## Do this
Format the lines below as a Markdown table with the columns No. and Line, numbering each row and leaving out blank lines. Include only the lines from the one containing "of the power" through the one containing "column 340, row 65", both included.
-- Start --
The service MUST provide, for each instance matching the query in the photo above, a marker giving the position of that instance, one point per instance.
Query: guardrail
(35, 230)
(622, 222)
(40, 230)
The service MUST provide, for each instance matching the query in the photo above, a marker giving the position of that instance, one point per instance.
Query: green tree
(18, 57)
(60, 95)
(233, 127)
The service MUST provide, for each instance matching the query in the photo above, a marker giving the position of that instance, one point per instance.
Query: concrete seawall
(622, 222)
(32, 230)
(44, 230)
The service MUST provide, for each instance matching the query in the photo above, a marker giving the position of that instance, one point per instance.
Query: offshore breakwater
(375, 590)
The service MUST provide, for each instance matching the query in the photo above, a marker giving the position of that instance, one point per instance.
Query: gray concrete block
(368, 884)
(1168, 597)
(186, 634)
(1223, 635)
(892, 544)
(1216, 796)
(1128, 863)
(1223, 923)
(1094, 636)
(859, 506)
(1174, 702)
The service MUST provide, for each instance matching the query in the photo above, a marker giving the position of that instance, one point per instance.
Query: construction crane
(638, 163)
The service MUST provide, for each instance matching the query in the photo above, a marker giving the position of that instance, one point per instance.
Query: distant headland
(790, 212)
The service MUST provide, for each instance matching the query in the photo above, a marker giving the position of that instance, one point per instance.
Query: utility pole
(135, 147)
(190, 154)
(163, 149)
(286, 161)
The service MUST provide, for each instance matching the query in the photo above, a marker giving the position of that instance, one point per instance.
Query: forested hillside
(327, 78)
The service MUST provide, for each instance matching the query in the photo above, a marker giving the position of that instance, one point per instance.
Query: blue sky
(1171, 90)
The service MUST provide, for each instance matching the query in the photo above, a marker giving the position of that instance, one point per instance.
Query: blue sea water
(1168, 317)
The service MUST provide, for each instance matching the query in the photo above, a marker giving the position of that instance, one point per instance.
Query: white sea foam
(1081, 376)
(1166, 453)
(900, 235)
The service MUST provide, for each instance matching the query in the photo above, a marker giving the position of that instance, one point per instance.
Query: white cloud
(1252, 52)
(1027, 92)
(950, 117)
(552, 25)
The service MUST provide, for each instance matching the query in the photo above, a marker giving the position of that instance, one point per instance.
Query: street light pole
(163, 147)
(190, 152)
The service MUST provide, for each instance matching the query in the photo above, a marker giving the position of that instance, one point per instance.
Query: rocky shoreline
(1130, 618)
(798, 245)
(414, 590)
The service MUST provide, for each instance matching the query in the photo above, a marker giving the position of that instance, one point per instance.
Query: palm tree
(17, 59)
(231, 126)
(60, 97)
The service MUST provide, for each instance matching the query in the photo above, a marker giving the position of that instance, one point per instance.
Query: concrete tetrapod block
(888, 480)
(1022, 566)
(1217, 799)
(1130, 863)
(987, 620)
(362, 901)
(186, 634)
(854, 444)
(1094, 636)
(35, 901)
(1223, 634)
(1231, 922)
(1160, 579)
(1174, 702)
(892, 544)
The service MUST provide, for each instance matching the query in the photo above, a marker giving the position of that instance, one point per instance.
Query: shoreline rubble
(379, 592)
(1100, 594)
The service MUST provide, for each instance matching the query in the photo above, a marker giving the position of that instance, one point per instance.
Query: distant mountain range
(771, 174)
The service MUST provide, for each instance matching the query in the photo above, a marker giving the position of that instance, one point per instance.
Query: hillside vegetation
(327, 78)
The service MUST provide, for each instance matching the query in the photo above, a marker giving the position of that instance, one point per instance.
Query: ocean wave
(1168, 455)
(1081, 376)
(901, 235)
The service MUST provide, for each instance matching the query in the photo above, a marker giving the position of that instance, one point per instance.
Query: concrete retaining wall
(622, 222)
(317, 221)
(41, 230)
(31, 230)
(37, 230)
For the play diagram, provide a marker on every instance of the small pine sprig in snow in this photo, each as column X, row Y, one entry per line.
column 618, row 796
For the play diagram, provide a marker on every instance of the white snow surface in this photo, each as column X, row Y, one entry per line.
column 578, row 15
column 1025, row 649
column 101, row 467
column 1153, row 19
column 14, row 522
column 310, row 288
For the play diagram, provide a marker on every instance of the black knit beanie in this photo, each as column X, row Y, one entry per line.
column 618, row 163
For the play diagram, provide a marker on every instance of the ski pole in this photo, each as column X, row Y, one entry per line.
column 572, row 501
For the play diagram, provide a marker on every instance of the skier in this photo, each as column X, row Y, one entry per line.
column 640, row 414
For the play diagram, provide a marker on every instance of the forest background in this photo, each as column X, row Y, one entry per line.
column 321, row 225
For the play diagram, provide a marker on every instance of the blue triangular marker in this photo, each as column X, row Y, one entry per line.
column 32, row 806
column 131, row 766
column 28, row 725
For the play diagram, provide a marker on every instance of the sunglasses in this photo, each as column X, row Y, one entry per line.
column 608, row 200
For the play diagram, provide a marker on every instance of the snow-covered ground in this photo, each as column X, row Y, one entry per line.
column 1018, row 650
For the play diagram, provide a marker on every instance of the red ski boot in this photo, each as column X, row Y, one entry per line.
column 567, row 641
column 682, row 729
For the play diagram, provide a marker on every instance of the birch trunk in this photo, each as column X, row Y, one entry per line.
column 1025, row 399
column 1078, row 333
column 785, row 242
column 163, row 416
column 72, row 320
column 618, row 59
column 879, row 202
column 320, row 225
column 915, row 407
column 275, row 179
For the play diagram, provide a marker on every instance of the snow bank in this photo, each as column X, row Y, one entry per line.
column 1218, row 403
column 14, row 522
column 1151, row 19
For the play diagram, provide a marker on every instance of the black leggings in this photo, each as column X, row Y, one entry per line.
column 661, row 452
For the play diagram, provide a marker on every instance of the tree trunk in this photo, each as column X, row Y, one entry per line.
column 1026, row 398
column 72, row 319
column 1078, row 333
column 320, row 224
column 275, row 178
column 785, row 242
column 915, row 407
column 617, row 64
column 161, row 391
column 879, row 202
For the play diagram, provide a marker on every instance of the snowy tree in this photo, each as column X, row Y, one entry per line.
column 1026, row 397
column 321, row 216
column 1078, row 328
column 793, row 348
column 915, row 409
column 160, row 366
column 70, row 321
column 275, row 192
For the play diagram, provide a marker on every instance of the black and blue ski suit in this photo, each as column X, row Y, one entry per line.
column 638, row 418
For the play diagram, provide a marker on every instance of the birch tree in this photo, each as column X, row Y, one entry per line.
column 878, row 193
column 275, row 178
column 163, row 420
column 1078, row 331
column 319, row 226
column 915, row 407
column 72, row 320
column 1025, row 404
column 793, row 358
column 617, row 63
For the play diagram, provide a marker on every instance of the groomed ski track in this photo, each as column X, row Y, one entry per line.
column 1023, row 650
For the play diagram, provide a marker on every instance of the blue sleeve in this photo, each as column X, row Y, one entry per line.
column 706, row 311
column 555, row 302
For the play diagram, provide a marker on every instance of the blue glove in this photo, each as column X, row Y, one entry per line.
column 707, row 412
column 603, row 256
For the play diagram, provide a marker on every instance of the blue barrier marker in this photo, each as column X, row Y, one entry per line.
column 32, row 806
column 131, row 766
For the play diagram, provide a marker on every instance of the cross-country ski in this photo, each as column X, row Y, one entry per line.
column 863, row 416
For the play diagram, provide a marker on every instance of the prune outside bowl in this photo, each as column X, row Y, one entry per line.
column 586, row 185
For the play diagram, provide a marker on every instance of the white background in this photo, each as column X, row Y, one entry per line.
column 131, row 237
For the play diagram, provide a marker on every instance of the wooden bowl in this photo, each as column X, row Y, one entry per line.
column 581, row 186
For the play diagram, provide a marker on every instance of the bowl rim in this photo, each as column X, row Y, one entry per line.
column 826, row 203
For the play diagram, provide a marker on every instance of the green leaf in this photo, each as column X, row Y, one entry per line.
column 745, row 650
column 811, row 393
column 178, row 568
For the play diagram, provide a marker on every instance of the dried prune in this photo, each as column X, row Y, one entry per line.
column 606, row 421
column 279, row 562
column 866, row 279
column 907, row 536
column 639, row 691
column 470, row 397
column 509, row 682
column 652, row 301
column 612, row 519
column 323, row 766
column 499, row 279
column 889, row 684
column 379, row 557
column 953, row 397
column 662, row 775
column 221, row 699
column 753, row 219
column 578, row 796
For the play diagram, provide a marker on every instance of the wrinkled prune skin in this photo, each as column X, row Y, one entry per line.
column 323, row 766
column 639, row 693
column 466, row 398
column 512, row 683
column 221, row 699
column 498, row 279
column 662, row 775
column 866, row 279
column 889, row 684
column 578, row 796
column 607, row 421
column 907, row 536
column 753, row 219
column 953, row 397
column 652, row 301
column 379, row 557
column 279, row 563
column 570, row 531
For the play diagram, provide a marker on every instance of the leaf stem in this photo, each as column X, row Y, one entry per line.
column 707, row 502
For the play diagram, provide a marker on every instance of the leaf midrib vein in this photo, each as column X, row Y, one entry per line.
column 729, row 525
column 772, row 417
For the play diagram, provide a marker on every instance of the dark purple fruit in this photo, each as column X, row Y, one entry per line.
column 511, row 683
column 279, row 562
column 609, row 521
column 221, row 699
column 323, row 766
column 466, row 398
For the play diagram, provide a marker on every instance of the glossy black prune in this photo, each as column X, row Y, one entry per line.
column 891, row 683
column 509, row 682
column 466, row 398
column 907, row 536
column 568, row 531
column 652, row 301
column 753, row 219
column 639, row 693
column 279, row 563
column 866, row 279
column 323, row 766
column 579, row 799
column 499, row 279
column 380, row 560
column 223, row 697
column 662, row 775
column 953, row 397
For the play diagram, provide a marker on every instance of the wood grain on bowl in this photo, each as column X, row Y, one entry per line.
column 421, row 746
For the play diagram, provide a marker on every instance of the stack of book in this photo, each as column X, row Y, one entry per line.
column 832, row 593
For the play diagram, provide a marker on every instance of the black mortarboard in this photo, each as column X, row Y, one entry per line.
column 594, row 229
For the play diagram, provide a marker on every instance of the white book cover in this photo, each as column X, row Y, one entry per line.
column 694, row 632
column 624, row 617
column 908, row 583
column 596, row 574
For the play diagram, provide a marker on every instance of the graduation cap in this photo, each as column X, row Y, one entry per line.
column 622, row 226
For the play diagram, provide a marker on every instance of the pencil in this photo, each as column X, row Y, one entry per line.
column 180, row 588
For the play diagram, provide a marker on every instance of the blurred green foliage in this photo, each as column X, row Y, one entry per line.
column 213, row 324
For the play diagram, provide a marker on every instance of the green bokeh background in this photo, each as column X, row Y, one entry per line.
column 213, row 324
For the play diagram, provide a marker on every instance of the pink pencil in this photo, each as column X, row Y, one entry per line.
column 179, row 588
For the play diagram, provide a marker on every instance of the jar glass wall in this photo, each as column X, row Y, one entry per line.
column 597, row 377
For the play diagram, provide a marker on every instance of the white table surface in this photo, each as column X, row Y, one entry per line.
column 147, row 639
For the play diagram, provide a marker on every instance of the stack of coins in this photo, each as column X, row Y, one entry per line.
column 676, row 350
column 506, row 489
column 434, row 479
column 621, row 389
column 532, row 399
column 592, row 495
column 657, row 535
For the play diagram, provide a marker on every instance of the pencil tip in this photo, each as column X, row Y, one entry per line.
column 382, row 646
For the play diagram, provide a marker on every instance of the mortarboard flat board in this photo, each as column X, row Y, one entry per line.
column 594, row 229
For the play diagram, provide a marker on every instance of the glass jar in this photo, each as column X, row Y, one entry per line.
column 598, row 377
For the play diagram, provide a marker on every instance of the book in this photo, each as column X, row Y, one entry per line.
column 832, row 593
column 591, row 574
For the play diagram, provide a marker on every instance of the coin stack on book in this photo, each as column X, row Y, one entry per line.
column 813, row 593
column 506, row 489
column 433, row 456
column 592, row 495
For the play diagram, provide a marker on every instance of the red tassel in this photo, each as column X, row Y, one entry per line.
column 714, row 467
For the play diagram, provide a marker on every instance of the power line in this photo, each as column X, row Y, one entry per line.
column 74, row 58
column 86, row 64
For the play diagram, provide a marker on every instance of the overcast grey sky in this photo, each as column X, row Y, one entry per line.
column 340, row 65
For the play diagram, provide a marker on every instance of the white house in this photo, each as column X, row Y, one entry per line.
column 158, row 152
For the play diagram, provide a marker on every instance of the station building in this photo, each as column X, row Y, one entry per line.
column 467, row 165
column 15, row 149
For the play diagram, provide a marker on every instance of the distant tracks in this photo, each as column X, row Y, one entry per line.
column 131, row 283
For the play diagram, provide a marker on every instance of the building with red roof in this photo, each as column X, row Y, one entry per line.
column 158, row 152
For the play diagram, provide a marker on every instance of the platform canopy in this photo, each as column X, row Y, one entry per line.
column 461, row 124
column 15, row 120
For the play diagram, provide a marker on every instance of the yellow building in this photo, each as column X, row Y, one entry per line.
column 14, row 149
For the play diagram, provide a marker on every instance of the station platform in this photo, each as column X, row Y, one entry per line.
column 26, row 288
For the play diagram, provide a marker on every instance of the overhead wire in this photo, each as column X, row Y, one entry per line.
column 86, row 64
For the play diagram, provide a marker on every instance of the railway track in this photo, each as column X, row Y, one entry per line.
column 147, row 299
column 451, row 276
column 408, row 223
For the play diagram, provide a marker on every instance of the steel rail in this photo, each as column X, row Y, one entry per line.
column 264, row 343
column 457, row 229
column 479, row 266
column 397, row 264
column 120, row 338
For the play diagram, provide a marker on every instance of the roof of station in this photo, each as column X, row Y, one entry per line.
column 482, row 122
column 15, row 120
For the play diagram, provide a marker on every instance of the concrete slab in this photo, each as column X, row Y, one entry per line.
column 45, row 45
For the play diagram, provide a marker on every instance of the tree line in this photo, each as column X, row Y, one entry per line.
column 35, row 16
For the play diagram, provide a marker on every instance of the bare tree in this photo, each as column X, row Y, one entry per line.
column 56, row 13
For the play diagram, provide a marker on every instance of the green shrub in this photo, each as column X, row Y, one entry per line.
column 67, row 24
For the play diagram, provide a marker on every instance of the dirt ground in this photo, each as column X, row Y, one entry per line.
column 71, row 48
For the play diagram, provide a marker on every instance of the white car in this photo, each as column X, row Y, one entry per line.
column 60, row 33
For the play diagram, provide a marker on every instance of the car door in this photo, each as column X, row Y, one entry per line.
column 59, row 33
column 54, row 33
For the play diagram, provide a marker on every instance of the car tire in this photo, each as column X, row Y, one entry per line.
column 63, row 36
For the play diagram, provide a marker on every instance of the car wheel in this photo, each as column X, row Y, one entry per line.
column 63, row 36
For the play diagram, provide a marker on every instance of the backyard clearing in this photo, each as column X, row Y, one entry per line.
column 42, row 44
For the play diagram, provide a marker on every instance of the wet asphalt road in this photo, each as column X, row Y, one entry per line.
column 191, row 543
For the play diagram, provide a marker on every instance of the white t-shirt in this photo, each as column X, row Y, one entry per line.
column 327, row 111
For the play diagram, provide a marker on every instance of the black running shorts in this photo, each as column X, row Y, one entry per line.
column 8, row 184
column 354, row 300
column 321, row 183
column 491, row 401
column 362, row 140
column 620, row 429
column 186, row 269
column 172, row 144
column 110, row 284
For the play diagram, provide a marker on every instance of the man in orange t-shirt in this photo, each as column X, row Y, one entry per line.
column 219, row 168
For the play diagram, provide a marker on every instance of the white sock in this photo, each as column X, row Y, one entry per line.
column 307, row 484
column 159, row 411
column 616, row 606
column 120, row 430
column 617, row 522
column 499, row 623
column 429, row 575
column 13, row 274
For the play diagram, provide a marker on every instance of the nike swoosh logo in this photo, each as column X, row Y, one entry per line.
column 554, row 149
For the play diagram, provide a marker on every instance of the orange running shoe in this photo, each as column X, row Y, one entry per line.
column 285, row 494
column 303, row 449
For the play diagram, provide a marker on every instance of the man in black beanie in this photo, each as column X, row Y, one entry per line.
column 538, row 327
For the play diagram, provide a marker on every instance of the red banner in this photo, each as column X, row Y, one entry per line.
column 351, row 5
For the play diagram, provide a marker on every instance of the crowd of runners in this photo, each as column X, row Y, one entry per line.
-- End --
## Response below
| No. | Line |
|---|---|
| 1 | For the play diagram, provide a marker on every instance of the power line in this photo, each as column X, row Y, one entry per line. |
| 2 | column 74, row 58 |
| 3 | column 86, row 64 |
| 4 | For the play diagram, provide a marker on every instance of the overcast grey sky in this photo, each as column X, row Y, one entry per line. |
| 5 | column 340, row 65 |